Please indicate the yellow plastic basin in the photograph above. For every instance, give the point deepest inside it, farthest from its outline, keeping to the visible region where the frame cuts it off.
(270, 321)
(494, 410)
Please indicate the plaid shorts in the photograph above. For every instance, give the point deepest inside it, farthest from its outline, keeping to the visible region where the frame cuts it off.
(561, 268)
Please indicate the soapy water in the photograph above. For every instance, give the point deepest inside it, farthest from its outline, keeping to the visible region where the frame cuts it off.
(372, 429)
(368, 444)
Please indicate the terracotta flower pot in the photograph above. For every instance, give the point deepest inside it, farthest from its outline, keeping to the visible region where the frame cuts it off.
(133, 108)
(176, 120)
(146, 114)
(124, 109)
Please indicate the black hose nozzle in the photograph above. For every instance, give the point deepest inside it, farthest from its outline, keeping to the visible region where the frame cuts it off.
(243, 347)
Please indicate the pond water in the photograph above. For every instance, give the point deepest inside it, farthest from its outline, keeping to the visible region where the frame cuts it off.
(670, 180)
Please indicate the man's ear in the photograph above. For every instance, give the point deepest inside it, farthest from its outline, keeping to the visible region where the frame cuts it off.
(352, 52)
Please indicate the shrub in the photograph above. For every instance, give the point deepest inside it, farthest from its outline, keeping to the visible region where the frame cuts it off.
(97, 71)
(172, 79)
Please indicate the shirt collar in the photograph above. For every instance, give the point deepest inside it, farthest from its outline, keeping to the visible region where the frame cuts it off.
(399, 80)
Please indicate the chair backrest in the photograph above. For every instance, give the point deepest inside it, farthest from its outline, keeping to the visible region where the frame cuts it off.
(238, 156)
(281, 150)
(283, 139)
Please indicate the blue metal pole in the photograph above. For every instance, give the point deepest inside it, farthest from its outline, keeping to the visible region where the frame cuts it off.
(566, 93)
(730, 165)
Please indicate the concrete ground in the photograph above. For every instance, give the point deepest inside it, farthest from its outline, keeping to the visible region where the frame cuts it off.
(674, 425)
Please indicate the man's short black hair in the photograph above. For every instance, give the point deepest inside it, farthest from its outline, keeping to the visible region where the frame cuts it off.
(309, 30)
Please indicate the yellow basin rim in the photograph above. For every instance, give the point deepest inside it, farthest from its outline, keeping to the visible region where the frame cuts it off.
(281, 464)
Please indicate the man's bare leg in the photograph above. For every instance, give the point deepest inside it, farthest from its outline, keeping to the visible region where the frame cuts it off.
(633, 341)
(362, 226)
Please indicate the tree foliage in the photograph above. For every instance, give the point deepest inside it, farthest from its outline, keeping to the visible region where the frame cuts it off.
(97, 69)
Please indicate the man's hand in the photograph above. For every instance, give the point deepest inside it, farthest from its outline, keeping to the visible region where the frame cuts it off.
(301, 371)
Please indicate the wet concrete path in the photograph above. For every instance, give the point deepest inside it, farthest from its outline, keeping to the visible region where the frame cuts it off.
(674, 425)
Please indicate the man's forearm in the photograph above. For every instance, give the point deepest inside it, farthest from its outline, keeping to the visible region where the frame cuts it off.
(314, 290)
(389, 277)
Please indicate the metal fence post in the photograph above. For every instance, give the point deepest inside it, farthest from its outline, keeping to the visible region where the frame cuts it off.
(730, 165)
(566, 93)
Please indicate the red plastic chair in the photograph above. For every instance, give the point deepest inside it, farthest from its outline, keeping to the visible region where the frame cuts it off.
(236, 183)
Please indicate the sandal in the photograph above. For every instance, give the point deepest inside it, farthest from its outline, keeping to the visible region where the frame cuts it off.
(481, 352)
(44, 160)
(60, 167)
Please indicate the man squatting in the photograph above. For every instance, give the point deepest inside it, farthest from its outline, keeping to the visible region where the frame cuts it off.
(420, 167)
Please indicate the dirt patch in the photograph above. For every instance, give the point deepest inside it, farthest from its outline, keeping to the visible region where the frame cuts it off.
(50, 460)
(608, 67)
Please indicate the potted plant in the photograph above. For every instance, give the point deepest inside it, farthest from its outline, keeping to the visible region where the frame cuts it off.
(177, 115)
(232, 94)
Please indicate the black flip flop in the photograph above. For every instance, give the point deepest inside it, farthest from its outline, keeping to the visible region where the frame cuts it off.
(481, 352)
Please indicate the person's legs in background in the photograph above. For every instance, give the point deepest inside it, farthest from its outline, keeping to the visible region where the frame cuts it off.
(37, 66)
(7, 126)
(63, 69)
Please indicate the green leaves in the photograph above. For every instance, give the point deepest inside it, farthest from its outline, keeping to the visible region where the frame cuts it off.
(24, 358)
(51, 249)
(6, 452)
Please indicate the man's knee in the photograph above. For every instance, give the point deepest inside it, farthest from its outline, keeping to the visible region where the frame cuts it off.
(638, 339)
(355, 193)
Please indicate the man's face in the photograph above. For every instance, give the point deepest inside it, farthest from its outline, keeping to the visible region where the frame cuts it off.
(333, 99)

━━━━━━━━━━━━━━━━━━━━━━━━━━━━━━

» **WORK TO COMPLETE**: In your reply, restate every entry exactly.

» **ANSWER TO THIS PROBLEM**:
Please indicate the yellow plastic basin in the photograph above. For every instance, give the point deepest inside it, farthest from its outline, keeping to the visible region where the frame cuts it off.
(270, 321)
(494, 410)
Please indicate the plaid shorts in the photograph above. For every instance, give the point deepest inside it, farthest from its outline, keeping to the visible region where the frame cuts it off.
(561, 268)
Please indicate the soapy water in the photograph above. For every instance, give the point deepest inside it, farthest from its outline, keeping to the visible region where the frame cuts it off.
(372, 429)
(368, 444)
Please indicate the terracotta flower pot in the photograph above. For every instance, give the point deepest inside it, farthest from its outline, keeping to the visible region where the frame cuts it off.
(133, 108)
(176, 120)
(146, 114)
(124, 109)
Please indicate the black hose nozzle in the photograph above. For every instance, give the point deepest inside it, farthest from its outline, keeping to the visible region where the frame cuts it off.
(243, 347)
Please indicate the pond water in the photograph above. For every instance, give the point deepest inside it, farthest from its outline, keeping to the visible region where the frame cuts it off.
(670, 180)
Please indicate the man's ear in the photograph above. For every instance, give the point deepest inside it, farthest from its outline, keeping to the visible region where the frame cuts it off.
(352, 52)
Please indicate the shrub in the photograph above. For every instance, give the point deepest inside it, farthest from its outline, keeping to the visible region where the frame cuts it off.
(97, 71)
(172, 79)
Please indicate the shirt collar in the photograph above. For every instance, give the point deepest inside it, farthest from its outline, keeping to the visible region where the frame cuts it off.
(399, 80)
Please indicate the chair backrest in the photograph above. For every instance, give the point deepest inside it, farthest from its outline, keeping to the visible region where the frame cuts it off.
(238, 156)
(281, 150)
(283, 139)
Please indicate the blue metal pole in the photograph above. For every instance, give the point deepest inside it, farthest from its outline, keeping to the visible region where the frame cuts it off.
(566, 93)
(730, 165)
Please indicate the concrete ground in the photograph above. For every instance, give the point deepest inside it, farthest from its outline, keeping to the visible region where the frame cuts it off.
(674, 425)
Please indicate the man's short black hair in the photograph above. For every instance, give the point deepest inside it, farthest from its outline, keeping to the visible region where the frame cuts it off.
(309, 30)
Please indicate the yellow basin rim in the photograph above. For every instance, give the point deepest inside it, farthest from its outline, keeping to the visible region where the frame cuts it off.
(281, 464)
Please indicate the man's bare leg in the photograph above. For every instance, give the point deepest inside it, farthest from its outline, keeping to the visible region where the frame cuts it off.
(633, 341)
(362, 226)
Please indicate the tree foliage in the photograph above. For every instance, give the point deepest inside it, farthest from its outline, keeping to the visible region where the frame cuts it off.
(97, 69)
Please indicate the man's hand in the photograph above. For every instance, give the point deepest inside it, farthest from its outline, keeping to the visible region where the frame cuts it off.
(301, 371)
Please indicate the wet concrete path in the photograph above. For every instance, give the point deepest inside it, farthest from its outline, keeping to the visible region where the frame cuts it off.
(674, 425)
Please indicate the man's forearm in the photograph above. For every instance, give the point deepest inside it, farthest from its outline, keeping to the visible region where the frame cuts it off.
(314, 290)
(389, 277)
Please indicate the metal fence post in the photograph above. For every instance, give the point deepest inside it, farthest from its outline, keeping to the visible region where the frame cuts it off.
(730, 165)
(566, 93)
Please indicate the red plastic chair in the photograph above. For every instance, give the point deepest inside it, farthest from its outline, keeping to the visible region where the frame cuts it off.
(236, 183)
Please indicate the sandal in the photograph above. For every instance, give the point deepest inside it, farthest from its outline, keeping to the visible region where the frame cuts it off.
(481, 352)
(44, 160)
(60, 167)
Please indicate the man squatting in the photograph above. For every instance, give the point deepest inside it, farthest from its outline, keeping to the visible region where the frame cuts it off.
(420, 167)
Please indicate the dirt patch in the photograph above. For every instance, give the point deepest inside it, farthest from its outline, keeping to the visible region where the frame cuts it off.
(50, 460)
(608, 67)
Please indicate the potted plant in the photograph above. For every instance, give the point deepest inside it, farthest from its outline, keeping to the visible region where the frame cuts it off.
(177, 115)
(232, 94)
Please indicate the black flip flop in the photograph above. For every instance, give the point deepest inside it, farthest from its outline, keeping to the visible region where the frame cuts it off.
(481, 352)
Please indicate the person's legs in background in the photograph above. For every instance, give the point deepest inside it, farthest from its outline, keeping to the visible region where the frame cuts it off.
(37, 66)
(7, 126)
(63, 69)
Please indicate the green leaves in the photograph above. For every instance, give the point deepest inside it, farthest from its outline, keeping to the visible region where the frame cuts it off.
(24, 358)
(51, 249)
(6, 452)
Please indicate the man's knee in the photograph above. For every instance, give the point deepest inside it, farthest from its outline, keeping to the visible region where the frame cuts it off.
(638, 339)
(355, 193)
Please indicate the man's face in the photograph above. For every instance, give the point deepest inside it, farthest from its outline, keeping to the visible region where the frame cuts it off.
(333, 99)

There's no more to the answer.